(Point annotation dataset records)
# # # # # # #

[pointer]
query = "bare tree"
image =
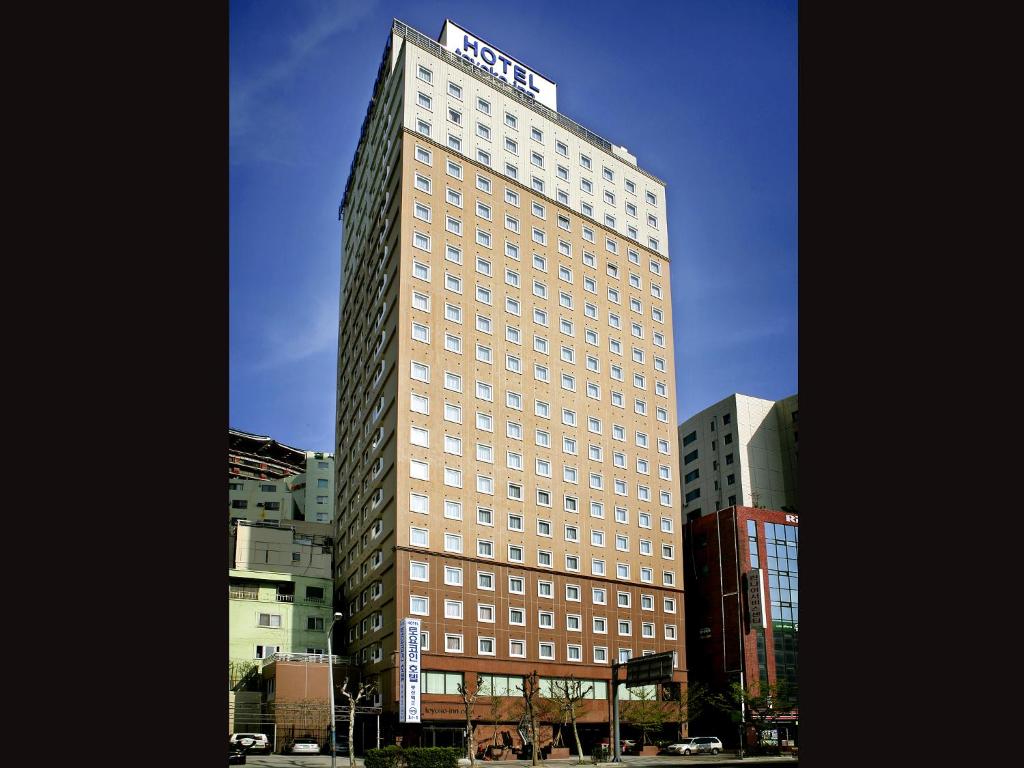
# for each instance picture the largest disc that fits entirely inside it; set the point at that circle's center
(765, 704)
(496, 706)
(644, 712)
(693, 702)
(365, 690)
(530, 688)
(468, 699)
(569, 694)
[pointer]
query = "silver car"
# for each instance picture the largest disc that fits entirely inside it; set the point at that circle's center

# # # # # # #

## What is being asked:
Rewrite the lines above, renaming every "query" to "label" and keeping everything else the same. Omit the pictures from your copy.

## The output:
[pointer]
label = "bare tree"
image =
# for each instance picture the largest disc that fits entirely inside it; set the point at that circle's center
(765, 704)
(496, 706)
(644, 712)
(693, 702)
(365, 690)
(530, 688)
(468, 699)
(569, 694)
[pointer]
label = "silver car"
# for each instance picture the largest disc that fits entirely inside it; set the point at that circle's center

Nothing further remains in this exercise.